> Provided information
____________
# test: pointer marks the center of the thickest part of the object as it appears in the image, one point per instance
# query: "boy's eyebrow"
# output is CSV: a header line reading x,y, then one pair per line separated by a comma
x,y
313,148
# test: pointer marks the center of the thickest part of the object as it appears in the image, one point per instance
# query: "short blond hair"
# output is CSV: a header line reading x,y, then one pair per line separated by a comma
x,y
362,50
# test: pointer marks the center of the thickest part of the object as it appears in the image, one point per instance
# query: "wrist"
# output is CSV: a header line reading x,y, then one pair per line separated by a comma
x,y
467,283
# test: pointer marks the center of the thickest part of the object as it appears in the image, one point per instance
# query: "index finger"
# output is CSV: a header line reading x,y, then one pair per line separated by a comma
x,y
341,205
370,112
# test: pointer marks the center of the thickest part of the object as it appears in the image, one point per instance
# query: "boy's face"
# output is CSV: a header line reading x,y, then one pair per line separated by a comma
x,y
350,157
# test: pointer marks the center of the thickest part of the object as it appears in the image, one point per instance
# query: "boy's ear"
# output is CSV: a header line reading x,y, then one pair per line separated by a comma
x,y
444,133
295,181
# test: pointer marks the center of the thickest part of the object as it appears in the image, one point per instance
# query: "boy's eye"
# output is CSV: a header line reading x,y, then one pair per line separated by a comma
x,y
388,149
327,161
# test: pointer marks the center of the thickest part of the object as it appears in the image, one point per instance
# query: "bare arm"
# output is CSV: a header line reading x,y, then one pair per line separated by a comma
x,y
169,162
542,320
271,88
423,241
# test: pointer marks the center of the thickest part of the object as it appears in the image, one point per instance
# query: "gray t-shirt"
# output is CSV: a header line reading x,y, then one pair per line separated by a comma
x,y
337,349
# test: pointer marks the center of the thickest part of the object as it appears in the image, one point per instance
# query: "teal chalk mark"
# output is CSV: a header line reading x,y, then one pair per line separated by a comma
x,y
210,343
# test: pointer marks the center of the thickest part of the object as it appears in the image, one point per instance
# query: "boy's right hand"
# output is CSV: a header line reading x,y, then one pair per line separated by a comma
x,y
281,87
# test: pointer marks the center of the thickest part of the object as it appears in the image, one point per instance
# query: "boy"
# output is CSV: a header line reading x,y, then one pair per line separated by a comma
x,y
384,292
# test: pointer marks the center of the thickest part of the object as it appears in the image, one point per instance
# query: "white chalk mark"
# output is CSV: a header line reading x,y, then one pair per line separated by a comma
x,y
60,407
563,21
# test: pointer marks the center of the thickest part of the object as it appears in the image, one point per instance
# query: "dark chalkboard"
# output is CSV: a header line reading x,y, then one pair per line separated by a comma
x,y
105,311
____________
> Task to complete
Write out each record exactly, without addition or omission.

> Result of the task
# test: pointer marks the center of the thickest part of the object as it appears in the image, one point per instance
# query: "boy's eyebrow"
# output is CSV: a header line reading x,y, then one pair per line separated by a comma
x,y
313,148
# test: pointer marks the center of the thickest part of the object as it appears in the image, one point per instance
# query: "short blond hair"
# output is CSV: a header line reading x,y, then one pair per line separated by a comma
x,y
362,50
# test: pointer marks the center of the thickest part of the object as it appears in the image, one point per instance
# query: "wrist"
# output is CSV: a header line reading x,y, then one pair per line separated by a comma
x,y
467,283
# test: pointer marks the center of the thickest part of the object as it appears in the image, one point per instance
# query: "index finger"
# output is CSV: a header line reading x,y, then one pair per line separated by a comma
x,y
341,205
370,112
# test: pointer marks the center of the thickest part of the object as it appears in the image, one point per instance
# query: "boy's face"
# output is CSV: a header line reading x,y, then one pair per line separated by a comma
x,y
350,157
# test: pointer marks the center of the thickest part of the object as it appears in the image, one point per instance
# query: "boy's ear"
# output is CSV: a header line reading x,y, then one pair per line separated by a comma
x,y
444,133
295,181
# test: pointer marks the center of the thickest part of the object as it appears in the image, one point per instance
# query: "boy's eye"
# output is CSV: a header line reading x,y, then one pair per line separated by a comma
x,y
388,149
327,161
# test: pointer marks the center of the thickest part of the object as it appears in the image, one point per instance
# query: "bare arm"
# output is CSV: a header line reading x,y, then one pair per line separated by a comma
x,y
169,162
542,320
271,88
423,241
# test: pointer marks the center of the thickest part of the object as it appears in the image, one point per instance
# query: "gray t-shirt"
# output is CSV: a header line reading x,y, then one pair per line separated by a comma
x,y
337,349
# test: pointer marks the center of the thickest part of the object as it appears in the image, one point per instance
# query: "teal chalk mark"
# output is CSV: a header line reading x,y, then one pair per line separated by a comma
x,y
210,343
# test: pointer marks the center of the thickest part of the object as it appears in the image, one point per instance
# query: "boy's right hand"
# output is CSV: a header line reading x,y, then one pair per line separated by a comma
x,y
281,87
# test: pointer marks the center of the thickest part of the object as it appears in the image, one point per instance
# query: "boy"
# output is CSV: a header line reading x,y, then one pair per line separated by a comma
x,y
384,292
# test: pointer marks the center of the thickest part of the object as it appears in the image, one point per instance
# query: "white chalk mark"
# output is CSV: a header line reading x,y, then one pair per line separated by a comma
x,y
60,407
563,21
# test: pointer marks the center of the thickest part of the object as it appears in the image, one point per instance
# query: "dark chalkboard"
# output is CSV: a header line reading x,y, then one pair per line separated by a comma
x,y
105,311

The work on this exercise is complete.